Provided records.

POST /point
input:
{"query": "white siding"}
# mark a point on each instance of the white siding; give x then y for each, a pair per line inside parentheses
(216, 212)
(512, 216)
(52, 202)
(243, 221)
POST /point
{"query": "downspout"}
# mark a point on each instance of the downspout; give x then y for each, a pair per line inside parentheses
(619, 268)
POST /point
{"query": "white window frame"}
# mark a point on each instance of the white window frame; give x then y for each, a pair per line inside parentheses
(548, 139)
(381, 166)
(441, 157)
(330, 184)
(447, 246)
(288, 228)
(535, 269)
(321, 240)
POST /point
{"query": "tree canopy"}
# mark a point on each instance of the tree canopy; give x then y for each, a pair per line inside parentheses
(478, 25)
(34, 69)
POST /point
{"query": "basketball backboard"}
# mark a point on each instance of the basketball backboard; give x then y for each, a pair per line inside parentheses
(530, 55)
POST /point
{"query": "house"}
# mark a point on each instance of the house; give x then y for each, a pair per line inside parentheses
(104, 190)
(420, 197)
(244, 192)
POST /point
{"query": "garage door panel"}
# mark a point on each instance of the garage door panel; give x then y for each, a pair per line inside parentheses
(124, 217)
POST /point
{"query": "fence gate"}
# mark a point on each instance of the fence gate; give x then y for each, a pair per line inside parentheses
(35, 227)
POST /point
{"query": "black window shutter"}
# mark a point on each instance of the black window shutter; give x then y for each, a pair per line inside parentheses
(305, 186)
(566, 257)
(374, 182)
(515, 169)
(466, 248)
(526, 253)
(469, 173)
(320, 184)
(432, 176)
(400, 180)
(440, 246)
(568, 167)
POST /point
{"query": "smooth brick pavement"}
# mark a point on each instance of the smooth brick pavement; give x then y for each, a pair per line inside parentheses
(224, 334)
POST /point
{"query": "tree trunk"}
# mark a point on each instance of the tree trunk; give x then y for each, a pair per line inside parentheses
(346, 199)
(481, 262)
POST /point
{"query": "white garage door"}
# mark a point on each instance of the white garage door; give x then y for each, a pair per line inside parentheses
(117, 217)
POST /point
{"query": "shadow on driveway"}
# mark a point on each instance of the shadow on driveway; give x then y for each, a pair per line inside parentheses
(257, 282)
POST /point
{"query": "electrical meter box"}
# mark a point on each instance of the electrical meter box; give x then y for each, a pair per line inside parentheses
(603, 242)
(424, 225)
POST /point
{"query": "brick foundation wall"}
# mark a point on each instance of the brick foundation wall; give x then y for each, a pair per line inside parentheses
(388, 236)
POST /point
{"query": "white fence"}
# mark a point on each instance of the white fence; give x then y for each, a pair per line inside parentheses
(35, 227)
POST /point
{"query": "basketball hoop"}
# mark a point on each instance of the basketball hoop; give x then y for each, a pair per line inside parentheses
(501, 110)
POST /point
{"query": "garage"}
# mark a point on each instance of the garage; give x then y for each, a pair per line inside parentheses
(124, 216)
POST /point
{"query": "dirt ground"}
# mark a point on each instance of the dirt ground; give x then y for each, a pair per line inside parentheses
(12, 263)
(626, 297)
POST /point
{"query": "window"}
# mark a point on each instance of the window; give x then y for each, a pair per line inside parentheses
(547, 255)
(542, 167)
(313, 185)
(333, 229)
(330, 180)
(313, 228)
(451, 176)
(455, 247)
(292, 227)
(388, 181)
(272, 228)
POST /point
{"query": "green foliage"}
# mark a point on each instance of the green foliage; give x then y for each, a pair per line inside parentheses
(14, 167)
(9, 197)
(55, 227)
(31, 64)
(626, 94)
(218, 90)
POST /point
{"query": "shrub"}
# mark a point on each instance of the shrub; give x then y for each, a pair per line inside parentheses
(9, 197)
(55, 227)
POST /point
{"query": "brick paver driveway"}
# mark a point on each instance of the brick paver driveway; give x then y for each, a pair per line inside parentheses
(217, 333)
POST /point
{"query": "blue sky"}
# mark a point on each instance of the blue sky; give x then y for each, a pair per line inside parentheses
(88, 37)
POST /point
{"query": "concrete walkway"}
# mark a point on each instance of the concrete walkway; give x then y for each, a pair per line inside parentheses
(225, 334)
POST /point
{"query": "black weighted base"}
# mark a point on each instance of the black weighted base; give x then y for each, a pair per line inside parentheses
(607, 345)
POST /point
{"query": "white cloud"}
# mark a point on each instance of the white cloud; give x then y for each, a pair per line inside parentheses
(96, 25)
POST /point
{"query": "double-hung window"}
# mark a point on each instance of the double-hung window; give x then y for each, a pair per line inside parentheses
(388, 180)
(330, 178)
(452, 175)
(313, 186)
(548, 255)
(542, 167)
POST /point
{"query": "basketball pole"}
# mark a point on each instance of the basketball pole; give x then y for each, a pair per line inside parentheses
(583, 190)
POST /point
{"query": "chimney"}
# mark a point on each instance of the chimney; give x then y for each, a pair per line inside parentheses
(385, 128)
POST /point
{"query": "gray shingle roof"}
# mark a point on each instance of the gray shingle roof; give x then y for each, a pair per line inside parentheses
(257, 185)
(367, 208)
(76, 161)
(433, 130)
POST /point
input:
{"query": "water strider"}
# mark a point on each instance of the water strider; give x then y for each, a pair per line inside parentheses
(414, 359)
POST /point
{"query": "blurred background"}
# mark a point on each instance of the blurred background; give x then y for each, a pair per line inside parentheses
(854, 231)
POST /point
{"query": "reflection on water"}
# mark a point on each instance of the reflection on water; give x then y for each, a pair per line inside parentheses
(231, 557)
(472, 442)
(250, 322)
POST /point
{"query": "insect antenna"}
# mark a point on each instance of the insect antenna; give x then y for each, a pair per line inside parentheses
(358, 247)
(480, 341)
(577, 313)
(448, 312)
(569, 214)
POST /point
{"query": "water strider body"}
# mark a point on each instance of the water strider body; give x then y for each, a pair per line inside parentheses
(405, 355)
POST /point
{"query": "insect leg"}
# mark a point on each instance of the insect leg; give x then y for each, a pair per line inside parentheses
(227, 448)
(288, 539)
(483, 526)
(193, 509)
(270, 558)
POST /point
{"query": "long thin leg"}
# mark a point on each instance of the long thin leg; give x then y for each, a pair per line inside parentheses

What you are asked to do. Return all of the data word for word.

Written response.
POST /point
input:
{"query": "white siding"}
# mark a point on each instance of the white siding; give x then y for each, a pair per line inside parentheses
(216, 212)
(512, 216)
(52, 202)
(243, 221)
POST /point
{"query": "downspout"}
# mark a point on each instance of the downspout; give x then y for each, a pair per line inside parentheses
(619, 268)
POST /point
{"query": "white window frame"}
# mark a point on each instance of the white window frame; give x then y for each, a pair per line inside parentheses
(548, 139)
(381, 166)
(441, 157)
(330, 184)
(447, 246)
(288, 228)
(535, 269)
(321, 240)
POST /point
{"query": "tree canopy"}
# mark a point on each instance of the tree canopy; give x then y for each, a pair per line inside parentheses
(478, 25)
(34, 69)
POST /point
{"query": "basketball backboard"}
# mark a point on each instance of the basketball backboard; give x then y for each, a pair per line inside parentheses
(530, 55)
POST /point
{"query": "house"}
# mark a point on each instance of the house; give x then y for each, a pair per line inside parentheses
(104, 190)
(420, 197)
(244, 192)
POST /point
{"query": "garage door panel"}
# mark a point on each instance of the garage door panel; give x then y for each, a pair per line inside parentheses
(124, 217)
POST /point
{"query": "fence gate"}
# mark a point on each instance of the fence gate; give x then y for each, a pair per line inside parentheses
(35, 227)
POST /point
{"query": "black window shutter"}
# mark a point on each instance of the black window shutter; give x then y for each, a pair per line inside parentheses
(305, 186)
(566, 257)
(374, 182)
(515, 169)
(466, 248)
(526, 253)
(469, 173)
(320, 184)
(432, 176)
(400, 180)
(440, 246)
(568, 167)
POST /point
{"query": "smooth brick pavement"}
# mark a point on each instance of the smooth brick pavement; give x then y for each, a pair per line inside parentheses
(224, 334)
POST /point
{"query": "tree trunk"}
# mark a point on each instance of the tree trunk; give x then y for each, a pair per line inside parentheses
(346, 199)
(481, 262)
POST /point
{"query": "white garage door"}
# mark a point on each instance of the white garage door; give x then y for each, a pair per line inside parentheses
(117, 217)
POST /point
{"query": "shadow on driveway"}
# mark a point on each instance of the shadow on driveway; give x then y for each, a pair per line inside parentheses
(257, 282)
POST /point
{"query": "electrical meter box"}
# mark a point on each instance of the electrical meter box; give x then y for each, a pair per line inside parentheses
(603, 242)
(424, 225)
POST /point
{"query": "brick foundation wall"}
# mark a point on each instance of the brick foundation wall; give x then y for each, a pair per line inside parentheses
(388, 236)
POST /point
{"query": "white fence"}
# mark a point on each instance of the white fence; give x then y for each, a pair per line inside parentheses
(35, 227)
POST /point
{"query": "basketball hoop"}
# mark a point on each instance of the basketball hoop; give x then y for each, a pair per line inside parentheses
(501, 110)
POST /point
{"query": "garage"}
# mark a point on each instance of the garage; give x then y for each, a pair per line inside parentheses
(124, 216)
POST /point
{"query": "dirt ground"}
# mark a point on each instance of the dirt ground; give x then y for each, a pair per line inside parentheses
(12, 263)
(626, 297)
POST /point
{"query": "window"}
# mark a point on each instance of the window; give x then y for each, a pair per line inside parentheses
(547, 255)
(542, 167)
(313, 185)
(333, 229)
(330, 180)
(313, 228)
(451, 176)
(455, 247)
(292, 227)
(388, 181)
(272, 228)
POST /point
{"query": "green foliage"}
# mark a point on each instance of the green foliage; give x then y for each, a pair per line inside parentheses
(14, 167)
(9, 197)
(55, 227)
(31, 64)
(626, 94)
(218, 90)
POST /point
{"query": "shrub"}
# mark a point on each instance of the shrub; give x then y for each, a pair per line inside parentheses
(9, 197)
(55, 227)
POST /point
{"query": "brick paver driveway"}
# mark a point on each instance of the brick paver driveway; give x then y for each, a pair per line inside parentheses
(217, 333)
POST /point
{"query": "blue sky"}
# mark a point on each instance of the blue sky; give x then y for each, a pair per line inside parentheses
(88, 37)
POST /point
{"query": "concrete walkway"}
# mark a point on each instance of the concrete walkway; give x then y for each, a pair per line inside parentheses
(225, 334)
POST /point
{"query": "black weighted base"}
# mark a point on each instance of the black weighted base; give x then y for each, a pair per line inside parentheses
(607, 345)
POST /point
{"query": "white cloud"}
# mark a point on each instance of the white cloud; give x then y for each, a pair per line inside parentheses
(96, 25)
POST /point
{"query": "double-hung window"}
# mark a point on each instance of the double-hung window; give x then y for each, a pair per line inside parentheses
(388, 180)
(330, 178)
(452, 175)
(313, 186)
(548, 255)
(542, 167)
POST /point
{"query": "basketball pole"}
# mark a point on each instance of the basketball pole; give x then y for each, a pair per line inside parentheses
(583, 190)
POST /point
{"query": "chimney"}
# mark a point on each instance of the chimney; give x then y for each, a pair per line inside parentheses
(385, 128)
POST /point
{"query": "gray shingle roof"}
# mark a point on each instance of the gray shingle roof; give x then y for each, a pair per line inside parentheses
(257, 185)
(367, 208)
(76, 161)
(433, 130)
POST /point
input:
{"query": "water strider"}
# mark a point on each instance of the water strider; give x then y for each, a pair per line inside parentheses
(414, 359)
POST /point
{"query": "blurred background"}
# mark a point on each instance of the blurred background; give x then y for each, a pair per line inside parentheses
(854, 231)
POST /point
{"query": "reflection on water"}
# mark a point on each instance of the reflection on water; give x then y for each, a pair per line inside parentheses
(231, 557)
(472, 442)
(250, 322)
POST /point
{"query": "insect antenna"}
# mark a point on each instance of the insect antenna; give x then y for each, a pair per line inside parentheses
(358, 247)
(480, 341)
(577, 313)
(448, 312)
(569, 214)
POST /point
{"query": "water strider body"}
# mark a point on each instance of the water strider body; give x then y for each, a pair per line inside parentheses
(405, 355)
POST /point
{"query": "insect leg"}
# mark a point on each instance of the insect leg; give x then y for each, a pair per line inside parentheses
(227, 448)
(288, 539)
(483, 526)
(193, 509)
(270, 558)
POST /point
{"query": "long thin leg"}
# mark a point on each instance of the long thin leg; give x then y for each, a pair per line inside parentheses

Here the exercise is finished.